> **WHAT YOU HAVE TO DO**: Exactly as written, transcribe the lines that run from the one containing "In this picture, where can the bird's wing" to the end of the records below.

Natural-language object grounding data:

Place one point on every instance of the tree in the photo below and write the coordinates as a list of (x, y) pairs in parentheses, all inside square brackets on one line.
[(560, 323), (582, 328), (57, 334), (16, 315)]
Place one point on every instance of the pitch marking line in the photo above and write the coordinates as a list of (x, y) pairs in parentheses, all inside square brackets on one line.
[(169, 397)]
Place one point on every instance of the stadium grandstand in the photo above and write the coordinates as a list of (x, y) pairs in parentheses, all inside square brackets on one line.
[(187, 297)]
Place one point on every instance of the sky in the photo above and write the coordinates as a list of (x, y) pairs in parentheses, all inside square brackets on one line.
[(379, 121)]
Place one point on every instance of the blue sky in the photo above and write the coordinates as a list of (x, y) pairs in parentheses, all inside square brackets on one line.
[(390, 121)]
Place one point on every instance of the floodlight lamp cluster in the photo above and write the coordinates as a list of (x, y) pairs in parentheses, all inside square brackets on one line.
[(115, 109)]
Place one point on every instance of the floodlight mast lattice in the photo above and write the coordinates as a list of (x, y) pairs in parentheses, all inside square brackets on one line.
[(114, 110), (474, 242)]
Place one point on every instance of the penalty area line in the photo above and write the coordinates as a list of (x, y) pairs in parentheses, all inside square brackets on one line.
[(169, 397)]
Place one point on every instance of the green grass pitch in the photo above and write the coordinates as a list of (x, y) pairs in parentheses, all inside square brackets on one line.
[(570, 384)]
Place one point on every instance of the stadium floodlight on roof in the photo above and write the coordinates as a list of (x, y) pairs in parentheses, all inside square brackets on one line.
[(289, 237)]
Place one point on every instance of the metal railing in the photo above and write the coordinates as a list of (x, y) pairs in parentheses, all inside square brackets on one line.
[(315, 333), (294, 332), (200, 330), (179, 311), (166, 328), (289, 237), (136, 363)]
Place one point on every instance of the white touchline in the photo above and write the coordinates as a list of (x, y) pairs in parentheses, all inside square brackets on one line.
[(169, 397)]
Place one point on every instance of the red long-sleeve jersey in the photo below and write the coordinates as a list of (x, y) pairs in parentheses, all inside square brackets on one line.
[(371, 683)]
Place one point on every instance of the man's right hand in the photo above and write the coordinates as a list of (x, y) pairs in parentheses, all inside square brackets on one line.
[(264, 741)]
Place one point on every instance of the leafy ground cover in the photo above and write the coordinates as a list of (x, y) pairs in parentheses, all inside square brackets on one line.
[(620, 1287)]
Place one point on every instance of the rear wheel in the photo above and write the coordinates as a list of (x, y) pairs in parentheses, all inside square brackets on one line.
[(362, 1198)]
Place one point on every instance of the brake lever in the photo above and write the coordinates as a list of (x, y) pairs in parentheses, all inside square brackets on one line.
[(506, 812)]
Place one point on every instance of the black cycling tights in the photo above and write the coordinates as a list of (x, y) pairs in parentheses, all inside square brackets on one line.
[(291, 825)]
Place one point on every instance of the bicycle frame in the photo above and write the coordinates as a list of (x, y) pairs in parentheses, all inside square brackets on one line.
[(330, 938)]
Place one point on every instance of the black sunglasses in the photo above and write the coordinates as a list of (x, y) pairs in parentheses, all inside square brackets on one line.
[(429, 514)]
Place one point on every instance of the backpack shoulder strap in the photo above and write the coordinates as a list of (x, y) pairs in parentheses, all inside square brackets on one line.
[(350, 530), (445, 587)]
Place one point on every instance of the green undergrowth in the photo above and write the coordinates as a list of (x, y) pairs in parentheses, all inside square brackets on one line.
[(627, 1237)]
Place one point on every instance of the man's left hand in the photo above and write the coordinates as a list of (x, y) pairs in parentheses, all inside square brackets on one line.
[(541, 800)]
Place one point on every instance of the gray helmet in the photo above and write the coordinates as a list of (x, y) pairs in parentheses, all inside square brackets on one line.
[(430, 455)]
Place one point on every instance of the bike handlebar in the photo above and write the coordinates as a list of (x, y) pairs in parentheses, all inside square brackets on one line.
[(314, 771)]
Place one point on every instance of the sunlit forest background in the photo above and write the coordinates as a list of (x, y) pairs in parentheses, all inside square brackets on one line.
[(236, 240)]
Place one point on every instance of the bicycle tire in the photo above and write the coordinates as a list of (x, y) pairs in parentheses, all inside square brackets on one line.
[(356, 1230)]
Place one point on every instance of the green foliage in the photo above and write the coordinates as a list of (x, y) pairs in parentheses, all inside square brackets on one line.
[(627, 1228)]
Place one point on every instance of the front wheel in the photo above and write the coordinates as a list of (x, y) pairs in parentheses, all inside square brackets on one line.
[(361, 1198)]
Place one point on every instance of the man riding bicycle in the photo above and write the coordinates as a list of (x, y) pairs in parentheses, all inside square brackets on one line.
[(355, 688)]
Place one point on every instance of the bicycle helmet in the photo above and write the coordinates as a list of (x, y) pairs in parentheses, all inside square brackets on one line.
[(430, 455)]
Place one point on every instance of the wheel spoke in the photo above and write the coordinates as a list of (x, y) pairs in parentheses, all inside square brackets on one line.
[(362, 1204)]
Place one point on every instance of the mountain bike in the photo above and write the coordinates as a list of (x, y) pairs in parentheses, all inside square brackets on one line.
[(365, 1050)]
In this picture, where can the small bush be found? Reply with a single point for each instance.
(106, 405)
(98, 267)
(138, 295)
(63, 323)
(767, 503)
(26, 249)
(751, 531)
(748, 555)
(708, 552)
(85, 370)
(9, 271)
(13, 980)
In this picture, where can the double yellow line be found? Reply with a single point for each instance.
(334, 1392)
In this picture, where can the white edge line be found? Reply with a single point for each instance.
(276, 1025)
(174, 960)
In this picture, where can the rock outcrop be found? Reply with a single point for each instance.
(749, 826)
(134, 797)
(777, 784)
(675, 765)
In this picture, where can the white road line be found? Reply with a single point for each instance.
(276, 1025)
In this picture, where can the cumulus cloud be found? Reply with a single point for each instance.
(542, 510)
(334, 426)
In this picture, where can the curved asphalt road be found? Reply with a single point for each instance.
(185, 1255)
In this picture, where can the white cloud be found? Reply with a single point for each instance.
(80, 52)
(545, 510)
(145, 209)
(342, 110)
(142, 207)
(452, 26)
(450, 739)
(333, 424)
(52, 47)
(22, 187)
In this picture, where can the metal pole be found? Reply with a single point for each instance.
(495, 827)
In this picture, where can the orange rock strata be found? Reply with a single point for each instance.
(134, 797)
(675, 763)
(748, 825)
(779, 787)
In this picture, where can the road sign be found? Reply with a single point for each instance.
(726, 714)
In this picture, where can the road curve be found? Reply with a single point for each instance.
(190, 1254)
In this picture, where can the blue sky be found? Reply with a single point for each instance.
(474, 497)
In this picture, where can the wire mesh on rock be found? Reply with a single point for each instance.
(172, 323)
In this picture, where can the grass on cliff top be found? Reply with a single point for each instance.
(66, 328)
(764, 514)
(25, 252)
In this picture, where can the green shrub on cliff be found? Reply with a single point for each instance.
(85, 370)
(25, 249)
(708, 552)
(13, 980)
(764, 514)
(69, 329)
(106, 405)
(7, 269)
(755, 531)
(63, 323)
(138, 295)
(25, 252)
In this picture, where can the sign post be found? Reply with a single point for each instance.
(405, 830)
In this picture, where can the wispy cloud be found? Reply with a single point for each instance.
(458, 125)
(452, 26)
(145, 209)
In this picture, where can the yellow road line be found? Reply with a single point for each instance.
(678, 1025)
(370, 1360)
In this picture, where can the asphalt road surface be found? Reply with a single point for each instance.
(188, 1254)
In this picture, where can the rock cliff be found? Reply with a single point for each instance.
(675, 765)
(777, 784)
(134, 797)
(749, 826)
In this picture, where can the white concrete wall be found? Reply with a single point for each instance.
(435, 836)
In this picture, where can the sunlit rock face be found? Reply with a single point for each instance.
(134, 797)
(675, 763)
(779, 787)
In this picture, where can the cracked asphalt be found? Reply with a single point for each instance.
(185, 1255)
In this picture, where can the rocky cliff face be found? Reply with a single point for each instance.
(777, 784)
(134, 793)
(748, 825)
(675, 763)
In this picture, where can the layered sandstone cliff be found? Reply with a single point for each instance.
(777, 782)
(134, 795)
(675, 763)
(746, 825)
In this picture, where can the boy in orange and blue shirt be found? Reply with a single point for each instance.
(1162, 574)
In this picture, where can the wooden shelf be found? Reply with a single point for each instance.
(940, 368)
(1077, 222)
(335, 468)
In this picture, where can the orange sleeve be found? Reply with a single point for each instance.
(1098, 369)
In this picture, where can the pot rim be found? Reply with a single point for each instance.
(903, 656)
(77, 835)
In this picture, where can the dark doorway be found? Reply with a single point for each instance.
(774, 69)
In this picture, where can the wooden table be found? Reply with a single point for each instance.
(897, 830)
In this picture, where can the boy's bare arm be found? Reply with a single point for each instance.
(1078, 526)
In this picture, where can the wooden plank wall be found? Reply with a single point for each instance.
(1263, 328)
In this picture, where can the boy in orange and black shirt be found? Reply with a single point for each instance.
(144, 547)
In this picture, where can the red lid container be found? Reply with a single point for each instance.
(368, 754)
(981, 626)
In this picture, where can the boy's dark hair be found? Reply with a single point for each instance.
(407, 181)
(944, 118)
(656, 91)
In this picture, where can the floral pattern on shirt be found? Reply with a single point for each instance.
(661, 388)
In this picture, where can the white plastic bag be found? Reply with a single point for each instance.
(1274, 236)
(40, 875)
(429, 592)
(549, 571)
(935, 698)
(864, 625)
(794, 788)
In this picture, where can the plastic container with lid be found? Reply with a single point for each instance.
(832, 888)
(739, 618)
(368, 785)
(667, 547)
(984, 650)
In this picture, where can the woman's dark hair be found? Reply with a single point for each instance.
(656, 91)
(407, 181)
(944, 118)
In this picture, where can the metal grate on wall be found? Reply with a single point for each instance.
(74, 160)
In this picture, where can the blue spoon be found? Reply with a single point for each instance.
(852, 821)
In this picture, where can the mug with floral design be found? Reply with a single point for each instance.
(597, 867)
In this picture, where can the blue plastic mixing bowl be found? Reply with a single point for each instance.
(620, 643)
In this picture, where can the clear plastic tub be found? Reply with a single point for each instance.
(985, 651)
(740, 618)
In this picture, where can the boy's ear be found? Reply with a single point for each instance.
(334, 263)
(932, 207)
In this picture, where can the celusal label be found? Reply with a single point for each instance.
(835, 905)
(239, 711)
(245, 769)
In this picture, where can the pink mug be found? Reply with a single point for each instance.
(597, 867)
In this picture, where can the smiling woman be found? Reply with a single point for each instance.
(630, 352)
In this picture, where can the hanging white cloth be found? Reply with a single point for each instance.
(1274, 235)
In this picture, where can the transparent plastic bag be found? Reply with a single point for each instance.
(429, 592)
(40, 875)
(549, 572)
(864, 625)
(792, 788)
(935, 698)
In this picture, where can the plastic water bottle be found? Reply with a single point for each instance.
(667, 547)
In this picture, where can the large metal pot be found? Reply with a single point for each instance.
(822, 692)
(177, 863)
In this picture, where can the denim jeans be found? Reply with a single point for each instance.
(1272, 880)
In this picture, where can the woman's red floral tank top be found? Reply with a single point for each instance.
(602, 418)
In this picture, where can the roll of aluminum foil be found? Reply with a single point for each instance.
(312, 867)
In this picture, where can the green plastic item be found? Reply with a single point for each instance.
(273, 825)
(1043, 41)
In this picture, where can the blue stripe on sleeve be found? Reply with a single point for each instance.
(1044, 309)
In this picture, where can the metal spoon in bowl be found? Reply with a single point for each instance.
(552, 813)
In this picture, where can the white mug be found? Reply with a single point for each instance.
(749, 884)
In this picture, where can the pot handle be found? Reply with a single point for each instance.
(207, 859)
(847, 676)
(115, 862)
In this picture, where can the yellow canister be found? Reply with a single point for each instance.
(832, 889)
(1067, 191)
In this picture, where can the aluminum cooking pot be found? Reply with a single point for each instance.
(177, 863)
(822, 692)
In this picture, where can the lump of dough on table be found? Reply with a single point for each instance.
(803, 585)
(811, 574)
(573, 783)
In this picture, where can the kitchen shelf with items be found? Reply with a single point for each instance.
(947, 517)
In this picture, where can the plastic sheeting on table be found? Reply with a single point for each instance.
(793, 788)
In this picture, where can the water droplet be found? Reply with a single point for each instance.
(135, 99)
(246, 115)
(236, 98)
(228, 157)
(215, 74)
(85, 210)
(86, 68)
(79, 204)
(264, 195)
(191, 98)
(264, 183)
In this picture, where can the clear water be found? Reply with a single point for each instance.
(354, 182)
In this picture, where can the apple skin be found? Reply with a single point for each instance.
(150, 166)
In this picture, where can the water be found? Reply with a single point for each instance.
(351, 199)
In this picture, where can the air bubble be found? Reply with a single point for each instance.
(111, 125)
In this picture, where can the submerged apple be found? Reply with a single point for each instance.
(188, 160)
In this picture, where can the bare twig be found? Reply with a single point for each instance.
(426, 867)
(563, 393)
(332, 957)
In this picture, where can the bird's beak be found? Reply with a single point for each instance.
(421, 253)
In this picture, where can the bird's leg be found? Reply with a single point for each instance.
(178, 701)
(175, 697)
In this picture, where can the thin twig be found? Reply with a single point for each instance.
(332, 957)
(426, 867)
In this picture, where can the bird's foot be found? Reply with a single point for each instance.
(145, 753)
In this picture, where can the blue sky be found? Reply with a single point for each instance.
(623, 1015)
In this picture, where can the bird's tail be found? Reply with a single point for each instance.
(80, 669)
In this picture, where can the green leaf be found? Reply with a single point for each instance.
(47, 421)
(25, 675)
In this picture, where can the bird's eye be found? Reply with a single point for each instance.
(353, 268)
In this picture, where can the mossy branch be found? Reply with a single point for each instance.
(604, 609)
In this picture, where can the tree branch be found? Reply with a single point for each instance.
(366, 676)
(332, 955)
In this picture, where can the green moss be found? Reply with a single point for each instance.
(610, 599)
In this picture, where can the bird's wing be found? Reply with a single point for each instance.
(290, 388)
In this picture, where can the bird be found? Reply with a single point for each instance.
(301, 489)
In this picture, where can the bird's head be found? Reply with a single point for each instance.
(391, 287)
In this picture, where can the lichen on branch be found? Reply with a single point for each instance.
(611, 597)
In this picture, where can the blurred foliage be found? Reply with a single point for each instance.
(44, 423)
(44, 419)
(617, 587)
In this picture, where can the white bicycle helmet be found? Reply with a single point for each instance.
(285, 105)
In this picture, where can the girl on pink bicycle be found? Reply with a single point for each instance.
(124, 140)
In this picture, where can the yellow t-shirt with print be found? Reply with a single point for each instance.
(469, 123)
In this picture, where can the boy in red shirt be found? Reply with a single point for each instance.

> **OUTPUT OF THE EXERCISE**:
In this picture, where can the bird's wing be found? Reply with a single point for each instance.
(290, 388)
In this picture, where can the bird be found? Reply with a single point for each instance.
(301, 489)
In this picture, where can the bird's head be found? Reply with a single point for each instance.
(391, 287)
In this picture, where can the lichen on branch be found? Reply with a single point for each instance.
(611, 597)
In this picture, where can the blurred foliage be found? Reply with a single point for each instance.
(44, 423)
(44, 419)
(617, 587)
In this picture, where can the white bicycle helmet be found? Reply with a single point for each instance.
(285, 105)
In this picture, where can the girl on pink bicycle be found? Reply with a single point for each instance.
(124, 140)
In this picture, where can the yellow t-shirt with print be found? Reply with a single point for each instance.
(469, 123)
In this picture, where can the boy in red shirt be found? Reply with a single point for each instance.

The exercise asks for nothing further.